### [Extract]
↓

2.2 Experimental framework

The deterministic formulation of the EnKF (DEnKF), first introduced by Sakov and Oke (2008), was implemented in the GOM model. The DEnKF has been successfully used in previous ocean assimilation applications (e.g., Simon et al., 2015; Jones et al., 2016; Yu et al., 2018a). The algorithm consists of sequential forecast and analysis steps, wherein the model ensemble is propagated forward in time during the forecast step and updated with available observations using the Kalman filter analysis equation during the analysis step. The analysis equation is given as

(1) x a = x f + K d - H x f ,

where x is the n×1 model state estimate vector (n is the number of model state variables at all grid points), the superscripts a and f represent the analysis and the forecast estimates, respectively, d is the m×1 vector of observations (m is the number of available observations), H is the linear m×n measurement operator mapping the model state onto the observations, and K is the n×m Kalman gain matrix given as

(2) K = P f H T ( HP f H T + R ) - 1 .

↑

### [Problem set]
1 – According to the experimental framework section, who first introduced the deterministic formulation of the EnKF?
2 – Please transcribe the stretch of the experimental framework section from "where x is the" through "f H T + R ) - 1 .".

### [Data block]

↓

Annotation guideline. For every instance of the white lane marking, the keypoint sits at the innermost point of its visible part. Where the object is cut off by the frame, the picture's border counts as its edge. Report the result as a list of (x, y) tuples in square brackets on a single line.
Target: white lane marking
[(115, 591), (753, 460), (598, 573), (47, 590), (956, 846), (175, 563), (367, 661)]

↑

### [Per-task outputs]
1 – Sakov and Oke (2008)

2 –
where x is the n×1 model state estimate vector (n is the number of model state variables at all grid points), the superscripts a and f represent the analysis and the forecast estimates, respectively, d is the m×1 vector of observations (m is the number of available observations), H is the linear m×n measurement operator mapping the model state onto the observations, and K is the n×m Kalman gain matrix given as

(2) K = P f H T ( HP f H T + R ) - 1 .